Write the stretch from the line containing "Return the mask of every instance of the <item>yellow" through the line containing "POLYGON ((4 100, 15" as a numbered list, including both of those lines and skipping any blank lines.

[Excerpt from a dataset]
'''
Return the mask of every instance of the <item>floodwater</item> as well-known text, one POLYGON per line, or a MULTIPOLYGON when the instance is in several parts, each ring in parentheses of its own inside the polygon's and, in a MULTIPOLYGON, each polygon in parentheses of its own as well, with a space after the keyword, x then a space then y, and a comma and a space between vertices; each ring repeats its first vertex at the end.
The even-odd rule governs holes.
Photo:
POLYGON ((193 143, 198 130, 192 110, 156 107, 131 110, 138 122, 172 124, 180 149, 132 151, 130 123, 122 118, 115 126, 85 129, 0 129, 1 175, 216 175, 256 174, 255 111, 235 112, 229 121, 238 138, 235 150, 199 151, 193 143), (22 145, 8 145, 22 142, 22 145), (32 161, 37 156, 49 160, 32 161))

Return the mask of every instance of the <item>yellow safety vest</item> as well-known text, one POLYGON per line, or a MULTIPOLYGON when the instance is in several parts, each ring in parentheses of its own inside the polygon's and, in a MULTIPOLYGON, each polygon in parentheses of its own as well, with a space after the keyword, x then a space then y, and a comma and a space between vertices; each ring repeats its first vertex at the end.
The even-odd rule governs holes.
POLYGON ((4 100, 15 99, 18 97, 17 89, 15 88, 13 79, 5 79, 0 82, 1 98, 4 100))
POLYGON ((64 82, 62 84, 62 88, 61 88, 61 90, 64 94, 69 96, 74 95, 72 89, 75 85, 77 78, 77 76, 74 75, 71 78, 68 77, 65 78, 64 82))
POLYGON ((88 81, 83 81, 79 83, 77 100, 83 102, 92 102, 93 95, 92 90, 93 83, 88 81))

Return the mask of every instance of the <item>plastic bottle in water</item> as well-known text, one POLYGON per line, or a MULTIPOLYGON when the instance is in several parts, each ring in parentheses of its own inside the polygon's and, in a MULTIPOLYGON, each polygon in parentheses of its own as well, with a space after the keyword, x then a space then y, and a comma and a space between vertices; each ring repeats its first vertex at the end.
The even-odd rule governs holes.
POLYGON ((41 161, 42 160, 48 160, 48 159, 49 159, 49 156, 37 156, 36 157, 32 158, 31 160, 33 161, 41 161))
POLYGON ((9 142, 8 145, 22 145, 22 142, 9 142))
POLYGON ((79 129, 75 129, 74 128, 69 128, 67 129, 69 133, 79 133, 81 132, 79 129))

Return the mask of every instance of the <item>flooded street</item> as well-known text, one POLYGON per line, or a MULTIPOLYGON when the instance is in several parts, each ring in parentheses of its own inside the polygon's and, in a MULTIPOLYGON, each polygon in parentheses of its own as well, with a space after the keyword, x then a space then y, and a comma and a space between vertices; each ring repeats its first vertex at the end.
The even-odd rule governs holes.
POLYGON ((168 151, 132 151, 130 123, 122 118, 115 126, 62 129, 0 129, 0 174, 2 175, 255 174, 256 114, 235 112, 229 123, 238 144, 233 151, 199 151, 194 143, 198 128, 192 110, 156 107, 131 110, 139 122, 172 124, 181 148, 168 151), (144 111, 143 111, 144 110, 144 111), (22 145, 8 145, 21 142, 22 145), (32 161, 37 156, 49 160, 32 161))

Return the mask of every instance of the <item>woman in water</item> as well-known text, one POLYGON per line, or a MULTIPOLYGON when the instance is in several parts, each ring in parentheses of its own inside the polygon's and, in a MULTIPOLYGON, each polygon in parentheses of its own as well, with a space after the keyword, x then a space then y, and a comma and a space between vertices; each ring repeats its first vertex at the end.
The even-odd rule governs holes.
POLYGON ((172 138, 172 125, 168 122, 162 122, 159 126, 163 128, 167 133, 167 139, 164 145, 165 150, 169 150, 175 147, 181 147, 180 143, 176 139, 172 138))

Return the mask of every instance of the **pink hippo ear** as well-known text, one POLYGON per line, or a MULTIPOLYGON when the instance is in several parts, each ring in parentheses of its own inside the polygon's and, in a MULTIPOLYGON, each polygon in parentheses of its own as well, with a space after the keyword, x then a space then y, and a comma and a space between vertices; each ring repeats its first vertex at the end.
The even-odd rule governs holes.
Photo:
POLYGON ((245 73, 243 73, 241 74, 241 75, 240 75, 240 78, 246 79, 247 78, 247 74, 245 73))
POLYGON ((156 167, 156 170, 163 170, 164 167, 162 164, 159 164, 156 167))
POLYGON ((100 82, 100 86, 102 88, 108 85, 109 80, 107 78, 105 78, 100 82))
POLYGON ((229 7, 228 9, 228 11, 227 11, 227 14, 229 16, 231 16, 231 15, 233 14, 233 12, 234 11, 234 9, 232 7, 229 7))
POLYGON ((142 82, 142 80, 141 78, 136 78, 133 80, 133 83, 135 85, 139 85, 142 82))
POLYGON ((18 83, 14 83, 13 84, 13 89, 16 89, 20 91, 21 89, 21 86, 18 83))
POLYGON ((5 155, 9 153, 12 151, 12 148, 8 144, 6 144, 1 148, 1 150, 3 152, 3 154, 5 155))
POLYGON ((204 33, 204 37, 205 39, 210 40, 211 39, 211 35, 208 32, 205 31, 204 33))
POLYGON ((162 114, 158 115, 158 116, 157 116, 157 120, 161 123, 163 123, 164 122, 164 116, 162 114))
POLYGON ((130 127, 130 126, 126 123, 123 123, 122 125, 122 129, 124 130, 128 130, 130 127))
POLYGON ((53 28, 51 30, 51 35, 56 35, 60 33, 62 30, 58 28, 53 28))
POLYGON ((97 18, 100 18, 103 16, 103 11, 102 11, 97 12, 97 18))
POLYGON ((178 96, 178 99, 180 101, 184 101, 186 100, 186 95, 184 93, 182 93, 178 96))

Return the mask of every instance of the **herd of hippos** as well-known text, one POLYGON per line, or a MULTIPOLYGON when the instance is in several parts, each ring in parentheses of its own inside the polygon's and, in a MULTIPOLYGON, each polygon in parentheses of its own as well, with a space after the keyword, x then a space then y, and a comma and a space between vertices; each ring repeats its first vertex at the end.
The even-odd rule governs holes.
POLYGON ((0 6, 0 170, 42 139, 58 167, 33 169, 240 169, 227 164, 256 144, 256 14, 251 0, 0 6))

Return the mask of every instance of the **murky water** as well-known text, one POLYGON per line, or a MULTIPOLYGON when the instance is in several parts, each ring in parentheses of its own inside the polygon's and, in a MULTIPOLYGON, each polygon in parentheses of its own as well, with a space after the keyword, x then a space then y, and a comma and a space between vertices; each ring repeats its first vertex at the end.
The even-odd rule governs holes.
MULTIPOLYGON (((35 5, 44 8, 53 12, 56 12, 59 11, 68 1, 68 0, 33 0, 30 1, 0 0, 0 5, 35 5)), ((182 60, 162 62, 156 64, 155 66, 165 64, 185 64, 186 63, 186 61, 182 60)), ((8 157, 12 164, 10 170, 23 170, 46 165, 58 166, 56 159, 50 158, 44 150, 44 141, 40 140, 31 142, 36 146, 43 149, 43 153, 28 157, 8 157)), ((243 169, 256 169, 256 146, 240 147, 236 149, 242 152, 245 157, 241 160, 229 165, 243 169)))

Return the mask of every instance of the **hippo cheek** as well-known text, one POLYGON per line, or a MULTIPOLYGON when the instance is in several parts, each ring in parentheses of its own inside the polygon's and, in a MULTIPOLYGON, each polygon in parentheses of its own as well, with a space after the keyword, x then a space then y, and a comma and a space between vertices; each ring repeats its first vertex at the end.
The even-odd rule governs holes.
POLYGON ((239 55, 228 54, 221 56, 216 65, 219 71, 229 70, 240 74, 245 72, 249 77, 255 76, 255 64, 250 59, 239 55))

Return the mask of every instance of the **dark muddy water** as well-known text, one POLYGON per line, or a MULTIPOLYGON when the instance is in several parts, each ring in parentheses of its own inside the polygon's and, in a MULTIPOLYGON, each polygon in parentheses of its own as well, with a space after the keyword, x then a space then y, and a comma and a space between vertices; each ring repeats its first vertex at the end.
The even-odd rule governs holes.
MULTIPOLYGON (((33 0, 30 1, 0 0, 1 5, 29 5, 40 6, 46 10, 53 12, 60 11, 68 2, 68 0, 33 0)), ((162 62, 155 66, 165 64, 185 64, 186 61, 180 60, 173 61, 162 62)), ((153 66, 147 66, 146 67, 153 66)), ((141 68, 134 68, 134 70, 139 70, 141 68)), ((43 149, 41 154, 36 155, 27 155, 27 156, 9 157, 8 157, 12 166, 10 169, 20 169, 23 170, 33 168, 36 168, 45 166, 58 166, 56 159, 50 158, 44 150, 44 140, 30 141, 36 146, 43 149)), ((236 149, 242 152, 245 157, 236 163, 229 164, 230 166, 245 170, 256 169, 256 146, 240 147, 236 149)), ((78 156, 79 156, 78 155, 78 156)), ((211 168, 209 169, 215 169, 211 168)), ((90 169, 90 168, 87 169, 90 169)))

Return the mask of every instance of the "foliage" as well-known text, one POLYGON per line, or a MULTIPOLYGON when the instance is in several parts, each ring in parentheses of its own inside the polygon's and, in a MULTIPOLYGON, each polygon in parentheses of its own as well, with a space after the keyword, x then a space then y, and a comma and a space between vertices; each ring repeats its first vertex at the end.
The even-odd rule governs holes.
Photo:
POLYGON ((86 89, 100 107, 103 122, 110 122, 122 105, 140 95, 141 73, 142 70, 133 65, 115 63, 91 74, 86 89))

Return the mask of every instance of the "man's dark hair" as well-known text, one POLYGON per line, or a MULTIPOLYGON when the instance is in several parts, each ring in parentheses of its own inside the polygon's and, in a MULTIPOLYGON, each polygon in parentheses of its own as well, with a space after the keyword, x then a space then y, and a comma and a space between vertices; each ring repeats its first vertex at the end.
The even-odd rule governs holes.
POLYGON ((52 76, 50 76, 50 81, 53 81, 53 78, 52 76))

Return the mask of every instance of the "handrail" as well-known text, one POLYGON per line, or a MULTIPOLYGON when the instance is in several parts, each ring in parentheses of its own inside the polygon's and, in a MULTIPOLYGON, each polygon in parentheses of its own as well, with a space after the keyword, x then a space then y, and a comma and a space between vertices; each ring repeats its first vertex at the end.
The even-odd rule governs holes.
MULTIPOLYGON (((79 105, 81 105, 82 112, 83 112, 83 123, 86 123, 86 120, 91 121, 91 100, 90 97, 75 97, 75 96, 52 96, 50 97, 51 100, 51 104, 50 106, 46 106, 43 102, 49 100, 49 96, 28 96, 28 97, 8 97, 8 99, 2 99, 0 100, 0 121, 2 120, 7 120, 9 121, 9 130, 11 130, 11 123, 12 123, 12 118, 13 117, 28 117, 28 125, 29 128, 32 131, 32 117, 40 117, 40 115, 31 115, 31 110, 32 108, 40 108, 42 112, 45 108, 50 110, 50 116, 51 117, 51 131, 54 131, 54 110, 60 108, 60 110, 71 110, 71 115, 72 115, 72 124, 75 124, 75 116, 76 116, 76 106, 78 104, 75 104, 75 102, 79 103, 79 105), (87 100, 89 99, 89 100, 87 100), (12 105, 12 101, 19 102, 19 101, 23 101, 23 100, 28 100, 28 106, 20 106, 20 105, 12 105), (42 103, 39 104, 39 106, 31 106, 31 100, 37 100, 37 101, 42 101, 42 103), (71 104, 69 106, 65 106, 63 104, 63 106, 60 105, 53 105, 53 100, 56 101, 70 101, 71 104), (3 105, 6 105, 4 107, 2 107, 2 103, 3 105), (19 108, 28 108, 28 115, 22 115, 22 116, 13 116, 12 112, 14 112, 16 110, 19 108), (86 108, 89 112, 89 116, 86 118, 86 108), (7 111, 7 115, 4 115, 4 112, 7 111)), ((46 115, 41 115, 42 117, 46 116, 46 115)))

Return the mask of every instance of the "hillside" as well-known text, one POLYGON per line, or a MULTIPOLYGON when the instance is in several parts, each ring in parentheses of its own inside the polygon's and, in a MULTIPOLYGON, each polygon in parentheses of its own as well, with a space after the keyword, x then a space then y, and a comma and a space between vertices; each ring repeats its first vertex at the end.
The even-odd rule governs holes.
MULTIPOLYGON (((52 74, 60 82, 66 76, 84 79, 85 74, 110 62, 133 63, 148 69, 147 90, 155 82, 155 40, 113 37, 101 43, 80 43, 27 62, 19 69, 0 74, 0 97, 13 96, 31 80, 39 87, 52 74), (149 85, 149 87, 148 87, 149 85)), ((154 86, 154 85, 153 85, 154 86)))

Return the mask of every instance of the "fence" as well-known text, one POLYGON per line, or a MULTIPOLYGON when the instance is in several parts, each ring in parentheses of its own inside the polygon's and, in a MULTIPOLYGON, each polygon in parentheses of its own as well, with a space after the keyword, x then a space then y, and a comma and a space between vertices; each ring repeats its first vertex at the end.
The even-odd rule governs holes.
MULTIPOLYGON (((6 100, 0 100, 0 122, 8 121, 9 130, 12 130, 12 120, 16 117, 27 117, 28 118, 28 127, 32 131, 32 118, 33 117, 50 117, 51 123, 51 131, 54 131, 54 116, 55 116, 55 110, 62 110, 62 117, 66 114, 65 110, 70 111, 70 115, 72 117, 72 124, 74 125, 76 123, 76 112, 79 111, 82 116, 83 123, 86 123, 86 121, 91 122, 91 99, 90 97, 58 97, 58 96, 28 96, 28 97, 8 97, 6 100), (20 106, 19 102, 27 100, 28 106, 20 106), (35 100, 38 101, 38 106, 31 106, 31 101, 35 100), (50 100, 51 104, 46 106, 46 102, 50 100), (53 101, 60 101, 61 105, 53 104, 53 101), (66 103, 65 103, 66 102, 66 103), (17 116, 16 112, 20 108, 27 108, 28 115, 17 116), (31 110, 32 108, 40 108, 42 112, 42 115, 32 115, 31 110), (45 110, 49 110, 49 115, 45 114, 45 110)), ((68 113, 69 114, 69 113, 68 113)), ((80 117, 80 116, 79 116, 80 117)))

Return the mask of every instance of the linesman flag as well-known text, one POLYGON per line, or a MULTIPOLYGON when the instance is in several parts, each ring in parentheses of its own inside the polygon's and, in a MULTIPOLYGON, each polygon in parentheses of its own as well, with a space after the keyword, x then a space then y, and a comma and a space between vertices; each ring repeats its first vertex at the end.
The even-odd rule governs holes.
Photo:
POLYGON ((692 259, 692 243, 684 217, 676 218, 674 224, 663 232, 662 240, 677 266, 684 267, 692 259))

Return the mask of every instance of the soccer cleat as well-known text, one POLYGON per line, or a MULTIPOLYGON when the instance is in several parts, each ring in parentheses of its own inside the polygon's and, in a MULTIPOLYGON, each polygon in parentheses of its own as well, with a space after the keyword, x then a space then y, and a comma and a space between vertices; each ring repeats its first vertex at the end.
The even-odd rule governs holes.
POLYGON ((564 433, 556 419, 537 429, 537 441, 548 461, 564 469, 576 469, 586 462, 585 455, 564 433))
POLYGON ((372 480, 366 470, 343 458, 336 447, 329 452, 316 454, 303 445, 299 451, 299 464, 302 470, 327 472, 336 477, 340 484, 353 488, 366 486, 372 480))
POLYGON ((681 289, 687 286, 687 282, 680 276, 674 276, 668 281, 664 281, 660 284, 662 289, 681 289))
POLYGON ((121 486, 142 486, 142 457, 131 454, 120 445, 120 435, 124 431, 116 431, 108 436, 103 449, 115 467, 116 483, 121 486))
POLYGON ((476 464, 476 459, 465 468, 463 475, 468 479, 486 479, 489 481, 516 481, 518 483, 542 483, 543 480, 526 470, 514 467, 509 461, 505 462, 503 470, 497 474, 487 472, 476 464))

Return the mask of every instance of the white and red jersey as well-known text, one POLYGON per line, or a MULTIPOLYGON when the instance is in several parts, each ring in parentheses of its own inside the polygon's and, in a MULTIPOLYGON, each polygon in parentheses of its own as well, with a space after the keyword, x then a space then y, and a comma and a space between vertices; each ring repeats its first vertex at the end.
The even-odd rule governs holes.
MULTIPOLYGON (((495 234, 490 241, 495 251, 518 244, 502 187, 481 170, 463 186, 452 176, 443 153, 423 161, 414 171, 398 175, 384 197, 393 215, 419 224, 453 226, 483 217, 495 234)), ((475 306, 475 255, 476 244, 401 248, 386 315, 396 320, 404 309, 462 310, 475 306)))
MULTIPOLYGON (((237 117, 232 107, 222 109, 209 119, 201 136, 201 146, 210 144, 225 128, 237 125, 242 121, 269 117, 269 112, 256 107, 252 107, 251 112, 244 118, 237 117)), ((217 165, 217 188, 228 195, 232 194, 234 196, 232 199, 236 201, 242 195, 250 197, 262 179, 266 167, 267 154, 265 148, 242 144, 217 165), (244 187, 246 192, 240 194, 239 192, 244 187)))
'''
• _EXERCISE RESPONSE_
1. Return the mask of every instance of the <item>yellow safety vest</item> as well-known text, one POLYGON per line, or a MULTIPOLYGON when the instance is in several parts, each ring in parentheses of its own inside the polygon's and, in a MULTIPOLYGON, each polygon in parentheses of its own as well, with a space after the keyword, x then a space then y, and a comma and a space between vertices; each ring repeats its first vertex at the end.
2. The even-odd rule governs holes.
3. POLYGON ((4 100, 15 99, 18 97, 17 89, 15 88, 13 79, 5 79, 0 82, 1 98, 4 100))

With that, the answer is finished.